(BRANO DI TESTO):

****

Maldini, secondo le indagini coordinate dal pm Paola Pirotta, avrebbe chiesto circa 2 anni fa a Luciano Bressi, funzionario dell’Agenzia delle Entrate, di effettuare controlli fiscali per un investimento immobiliare che lo stesso Maldini voleva effettuare in Toscana. Stando alle indagini, fino al 23 giugno 2009 Maldini avrebbe inoltro corrotto Bressi offrendogli non solo “l’onorario per lo studio (circa 40 mila euro annui)”, ma anche la «procura speciale» della società costituita con la moglie da cui derivavano allo stesso Bressi ingenti introiti in nero.

Maldini si è sempre difeso sostenendo che sarebbe stato lo stesso Bressi a sottrarre soldi dalle casse della società Velvet. Chi avrà ragione? Lui appare tranquillo. Attraverso il suo legale, l’avvocato Danilo Buongiorno, l’ex giocatore della nazionale si è dettp “sereno perchè non ho mai corrotto nessuno”.

Alla moglie del giocatore, Adriana Fossa ,è stata archiviata l’accusa di corruzione. E che futuro per il vecchio capitano del Milan?

****

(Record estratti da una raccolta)

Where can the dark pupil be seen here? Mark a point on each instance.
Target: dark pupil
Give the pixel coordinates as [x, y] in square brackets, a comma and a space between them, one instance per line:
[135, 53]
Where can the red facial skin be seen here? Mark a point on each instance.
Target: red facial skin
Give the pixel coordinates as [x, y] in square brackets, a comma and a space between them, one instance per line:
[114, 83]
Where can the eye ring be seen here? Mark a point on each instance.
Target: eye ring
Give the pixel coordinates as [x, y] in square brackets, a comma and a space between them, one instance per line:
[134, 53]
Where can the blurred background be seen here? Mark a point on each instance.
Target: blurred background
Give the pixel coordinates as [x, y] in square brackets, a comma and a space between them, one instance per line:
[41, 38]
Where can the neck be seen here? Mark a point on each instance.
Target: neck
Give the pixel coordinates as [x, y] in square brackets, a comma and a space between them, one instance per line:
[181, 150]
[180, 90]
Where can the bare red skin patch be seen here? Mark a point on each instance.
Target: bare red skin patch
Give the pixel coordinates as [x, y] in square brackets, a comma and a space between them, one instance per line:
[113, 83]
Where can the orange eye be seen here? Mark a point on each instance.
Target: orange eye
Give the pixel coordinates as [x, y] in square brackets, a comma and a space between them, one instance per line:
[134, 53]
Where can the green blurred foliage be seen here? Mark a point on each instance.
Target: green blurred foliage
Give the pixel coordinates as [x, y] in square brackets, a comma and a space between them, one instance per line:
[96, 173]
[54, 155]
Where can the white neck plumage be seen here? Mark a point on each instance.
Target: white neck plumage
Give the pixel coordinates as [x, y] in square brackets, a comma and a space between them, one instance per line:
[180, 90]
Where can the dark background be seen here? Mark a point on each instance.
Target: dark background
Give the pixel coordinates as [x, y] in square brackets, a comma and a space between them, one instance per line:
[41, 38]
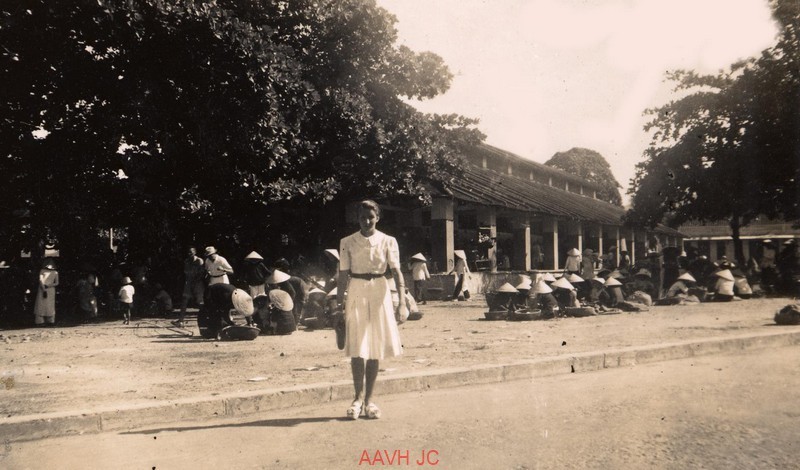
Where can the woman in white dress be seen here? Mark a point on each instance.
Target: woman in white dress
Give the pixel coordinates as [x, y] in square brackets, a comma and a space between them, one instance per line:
[371, 327]
[45, 306]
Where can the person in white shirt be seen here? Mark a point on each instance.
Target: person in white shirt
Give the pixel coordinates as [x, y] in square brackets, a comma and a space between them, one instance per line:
[217, 267]
[370, 321]
[419, 274]
[126, 293]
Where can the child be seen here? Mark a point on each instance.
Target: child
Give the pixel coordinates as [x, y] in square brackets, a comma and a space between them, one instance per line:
[420, 274]
[126, 299]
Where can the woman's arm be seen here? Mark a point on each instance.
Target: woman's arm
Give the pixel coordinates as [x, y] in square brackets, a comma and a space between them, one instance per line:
[341, 286]
[401, 293]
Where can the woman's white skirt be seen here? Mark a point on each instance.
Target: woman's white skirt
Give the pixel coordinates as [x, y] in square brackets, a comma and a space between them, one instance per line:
[371, 327]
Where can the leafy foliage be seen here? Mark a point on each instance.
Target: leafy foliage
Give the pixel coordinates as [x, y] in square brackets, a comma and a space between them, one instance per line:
[209, 121]
[730, 148]
[592, 167]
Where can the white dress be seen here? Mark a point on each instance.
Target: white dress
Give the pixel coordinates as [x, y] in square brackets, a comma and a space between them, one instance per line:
[371, 326]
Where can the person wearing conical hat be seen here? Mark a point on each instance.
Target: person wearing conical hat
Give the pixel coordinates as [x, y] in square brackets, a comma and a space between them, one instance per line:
[193, 283]
[125, 295]
[419, 275]
[215, 313]
[217, 267]
[44, 309]
[255, 274]
[565, 293]
[723, 288]
[541, 295]
[573, 263]
[461, 271]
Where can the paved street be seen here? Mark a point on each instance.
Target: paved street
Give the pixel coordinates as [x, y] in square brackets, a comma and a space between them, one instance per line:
[731, 411]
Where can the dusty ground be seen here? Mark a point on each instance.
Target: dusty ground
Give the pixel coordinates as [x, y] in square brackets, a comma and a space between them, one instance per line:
[98, 365]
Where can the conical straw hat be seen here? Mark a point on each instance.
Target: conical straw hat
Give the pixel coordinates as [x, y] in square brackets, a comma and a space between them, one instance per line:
[253, 255]
[563, 283]
[725, 274]
[242, 302]
[507, 288]
[542, 288]
[277, 277]
[574, 278]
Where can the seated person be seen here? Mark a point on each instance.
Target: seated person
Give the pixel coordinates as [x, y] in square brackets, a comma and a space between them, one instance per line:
[215, 313]
[274, 313]
[741, 287]
[681, 291]
[566, 295]
[723, 288]
[543, 296]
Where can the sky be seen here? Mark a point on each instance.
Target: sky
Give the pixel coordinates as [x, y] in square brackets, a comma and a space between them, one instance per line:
[544, 76]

****

(I TUOI COMPITI):
1: Elenca tutte le persone nominate nel brano su Maldini.
2: Secondo il brano su Maldini, quale accusa è stata archiviata per Adriana Fossa?
3: Prosegui il brano su Maldini a partire dalla domanda sul futuro del vecchio capitano del Milan.
I record non hanno alcun legame con il brano.

(RISPOSTE ATTESE):
1: Maldini, Paola Pirotta, Luciano Bressi, Danilo Buongiorno, Adriana Fossa

2: L'accusa di corruzione.

3:
Il processo al calciatore si aprirà il prossimo 21 giugno davanti alla decima sezione penale del Tribunale di Milano. Oltre a Maldini saranno rinviate a processo anche altre 12 persone, sempre con le accuse di corruzione e accesso abusivo a sistema informatico.

Di certo non una bella pubblicità per uno dei simboli della storia del calcio milanista ma soprattutto italiana: come si concluderà la vicenda?

Da notare infine come la presenza di Maldini in tribunale a Milano dove il gup ha letto la sua ordinanza, è stata contemporanea alla presenza nel palazzo di giustizia milanese di Silvio Berlusconi, presidente del Consiglio e del Milan e indagato pure lui. Di certo non un bell’auspicio per tutti milanisti.

Bandiera e presidente in Tribunale.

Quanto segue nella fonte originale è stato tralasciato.